Kaşgar-Urumki-Doğu Türkistan – Tüm Pazarların Anasına, Marco Polo'nun zamanlarından kalma bir hava hâkim hâlâ.  Atların, iki hörgüçlü develerin aşıp geçtiği Tuman nehrinin çamurlu hudutları etrafında yığılmış  Eşek arabaları, koyunlar, orak sallayan ve nal, semer ve kamçı muayenesi yapan yaşlılar. Kumlu dar sokaklarda Hotan halıları, baharat tepecikleri, çeyiz sandıkları, parça parça hayvan etleri, canlı tavuklar ve ördekler, meşhur Yengişar bıçakları, her renk ve ebat'ta şapkalar, kap kacak, meyve ve sebzeler, binici botu, tarih öncesinden kalma transistörlü radyolar, Pakistan ipeğinden çoraplar, ağaç veya çelikten yapılma envai çeşit tarım aleti ve doğunun doğru dürüst her pazarında mevcut olan takım taklavatlar.

━━━━━━━━━━━━━━━━━━━━

#### Görev tanımı:
Kaşgar pazarını anlatan metinde "Kaşgar-Urumki-Doğu Türkistan –" sözleriyle başlayıp "olan takım taklavatlar." sözlerini de içine alarak süren bölümü hiçbir değişiklik yapmadan yeniden yazın. Bu iş için kayıtlara başvurmak gerekmez.

━━━━━━━━━━━━━━━━━━━━

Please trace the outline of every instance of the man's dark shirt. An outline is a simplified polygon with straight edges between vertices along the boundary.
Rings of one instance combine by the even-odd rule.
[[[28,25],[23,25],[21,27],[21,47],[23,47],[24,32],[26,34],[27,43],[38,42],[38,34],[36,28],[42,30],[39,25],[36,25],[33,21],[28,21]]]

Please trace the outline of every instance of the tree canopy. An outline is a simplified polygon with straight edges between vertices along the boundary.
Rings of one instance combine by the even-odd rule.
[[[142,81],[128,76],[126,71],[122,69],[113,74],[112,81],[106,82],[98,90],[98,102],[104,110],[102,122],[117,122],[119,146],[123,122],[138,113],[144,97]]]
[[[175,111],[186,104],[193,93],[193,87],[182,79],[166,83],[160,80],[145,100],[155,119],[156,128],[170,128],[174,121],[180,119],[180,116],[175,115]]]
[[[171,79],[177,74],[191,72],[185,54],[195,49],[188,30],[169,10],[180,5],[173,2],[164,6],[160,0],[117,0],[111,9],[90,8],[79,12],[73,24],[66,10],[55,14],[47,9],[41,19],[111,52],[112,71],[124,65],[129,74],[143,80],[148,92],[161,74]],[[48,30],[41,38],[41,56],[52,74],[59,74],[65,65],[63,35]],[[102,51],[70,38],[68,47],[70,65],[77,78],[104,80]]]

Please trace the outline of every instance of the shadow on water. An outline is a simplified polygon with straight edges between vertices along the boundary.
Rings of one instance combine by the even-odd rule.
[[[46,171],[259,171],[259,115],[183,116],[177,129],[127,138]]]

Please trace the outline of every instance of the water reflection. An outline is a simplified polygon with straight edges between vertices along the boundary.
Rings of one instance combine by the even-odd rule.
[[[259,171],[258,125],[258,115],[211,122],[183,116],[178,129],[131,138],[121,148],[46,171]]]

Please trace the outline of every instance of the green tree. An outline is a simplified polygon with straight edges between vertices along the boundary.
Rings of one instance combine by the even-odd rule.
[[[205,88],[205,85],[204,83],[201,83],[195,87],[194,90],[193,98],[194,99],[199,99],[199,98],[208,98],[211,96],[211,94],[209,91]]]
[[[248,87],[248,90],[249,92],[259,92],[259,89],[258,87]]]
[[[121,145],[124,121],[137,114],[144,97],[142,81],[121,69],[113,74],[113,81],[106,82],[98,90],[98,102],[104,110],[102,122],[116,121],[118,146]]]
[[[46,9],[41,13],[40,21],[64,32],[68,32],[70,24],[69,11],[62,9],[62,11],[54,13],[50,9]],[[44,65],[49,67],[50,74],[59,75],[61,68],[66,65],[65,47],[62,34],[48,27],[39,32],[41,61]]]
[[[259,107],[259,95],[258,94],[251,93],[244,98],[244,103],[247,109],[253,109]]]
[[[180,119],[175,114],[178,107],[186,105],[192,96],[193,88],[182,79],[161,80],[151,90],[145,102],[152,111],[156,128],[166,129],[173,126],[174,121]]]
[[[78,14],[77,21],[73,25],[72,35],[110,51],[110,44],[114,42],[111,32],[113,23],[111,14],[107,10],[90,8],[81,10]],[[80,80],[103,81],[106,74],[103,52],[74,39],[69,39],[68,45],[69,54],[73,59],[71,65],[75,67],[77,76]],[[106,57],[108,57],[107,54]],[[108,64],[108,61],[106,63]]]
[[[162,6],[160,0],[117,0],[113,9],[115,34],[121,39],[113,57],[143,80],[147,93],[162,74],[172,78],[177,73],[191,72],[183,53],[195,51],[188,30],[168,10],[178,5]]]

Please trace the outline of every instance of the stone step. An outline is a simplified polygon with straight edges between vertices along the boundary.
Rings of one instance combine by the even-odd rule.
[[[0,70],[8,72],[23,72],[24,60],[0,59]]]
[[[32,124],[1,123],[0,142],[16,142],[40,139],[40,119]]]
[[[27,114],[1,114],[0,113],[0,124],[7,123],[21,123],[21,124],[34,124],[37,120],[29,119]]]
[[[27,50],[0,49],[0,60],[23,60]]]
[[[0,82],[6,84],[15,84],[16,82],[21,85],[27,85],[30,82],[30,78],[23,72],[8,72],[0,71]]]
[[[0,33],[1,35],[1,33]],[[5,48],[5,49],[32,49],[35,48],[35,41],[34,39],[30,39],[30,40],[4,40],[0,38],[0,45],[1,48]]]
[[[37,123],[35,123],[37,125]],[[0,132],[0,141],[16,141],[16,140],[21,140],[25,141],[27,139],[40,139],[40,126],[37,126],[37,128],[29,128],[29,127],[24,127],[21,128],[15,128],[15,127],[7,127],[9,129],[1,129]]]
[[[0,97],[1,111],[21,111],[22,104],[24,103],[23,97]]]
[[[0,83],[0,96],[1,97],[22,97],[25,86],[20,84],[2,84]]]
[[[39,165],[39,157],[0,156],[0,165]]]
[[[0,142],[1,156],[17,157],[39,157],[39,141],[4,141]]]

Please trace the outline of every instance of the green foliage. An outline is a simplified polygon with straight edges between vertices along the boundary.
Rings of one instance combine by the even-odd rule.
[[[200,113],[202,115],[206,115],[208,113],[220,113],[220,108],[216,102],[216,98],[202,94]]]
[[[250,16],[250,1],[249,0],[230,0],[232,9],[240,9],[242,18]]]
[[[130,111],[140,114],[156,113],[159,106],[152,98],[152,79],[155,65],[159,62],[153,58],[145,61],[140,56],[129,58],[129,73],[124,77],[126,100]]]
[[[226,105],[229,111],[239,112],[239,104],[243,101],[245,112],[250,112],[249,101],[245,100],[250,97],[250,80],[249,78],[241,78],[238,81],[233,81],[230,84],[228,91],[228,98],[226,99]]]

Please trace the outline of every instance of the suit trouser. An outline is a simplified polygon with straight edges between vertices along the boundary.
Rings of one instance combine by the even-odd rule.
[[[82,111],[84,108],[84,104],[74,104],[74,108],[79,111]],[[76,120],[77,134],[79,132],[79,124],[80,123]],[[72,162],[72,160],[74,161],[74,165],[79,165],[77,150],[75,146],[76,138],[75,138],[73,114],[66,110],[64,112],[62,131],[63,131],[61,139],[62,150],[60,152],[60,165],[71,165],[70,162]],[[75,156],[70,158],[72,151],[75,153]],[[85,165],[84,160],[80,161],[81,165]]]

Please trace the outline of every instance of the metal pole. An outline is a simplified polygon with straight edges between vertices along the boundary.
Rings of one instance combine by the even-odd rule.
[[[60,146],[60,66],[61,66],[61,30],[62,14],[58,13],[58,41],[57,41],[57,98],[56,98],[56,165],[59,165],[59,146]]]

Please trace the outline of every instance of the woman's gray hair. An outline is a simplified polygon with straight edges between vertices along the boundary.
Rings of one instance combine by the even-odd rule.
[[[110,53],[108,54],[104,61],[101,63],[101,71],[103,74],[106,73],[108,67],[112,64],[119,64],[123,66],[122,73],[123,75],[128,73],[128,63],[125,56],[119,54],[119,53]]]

━━━━━━━━━━━━━━━━━━━━

#### Yanıt:
Kaşgar-Urumki-Doğu Türkistan – Tüm Pazarların Anasına, Marco Polo'nun zamanlarından kalma bir hava hâkim hâlâ.  Atların, iki hörgüçlü develerin aşıp geçtiği Tuman nehrinin çamurlu hudutları etrafında yığılmış  Eşek arabaları, koyunlar, orak sallayan ve nal, semer ve kamçı muayenesi yapan yaşlılar. Kumlu dar sokaklarda Hotan halıları, baharat tepecikleri, çeyiz sandıkları, parça parça hayvan etleri, canlı tavuklar ve ördekler, meşhur Yengişar bıçakları, her renk ve ebat'ta şapkalar, kap kacak, meyve ve sebzeler, binici botu, tarih öncesinden kalma transistörlü radyolar, Pakistan ipeğinden çoraplar, ağaç veya çelikten yapılma envai çeşit tarım aleti ve doğunun doğru dürüst her pazarında mevcut olan takım taklavatlar.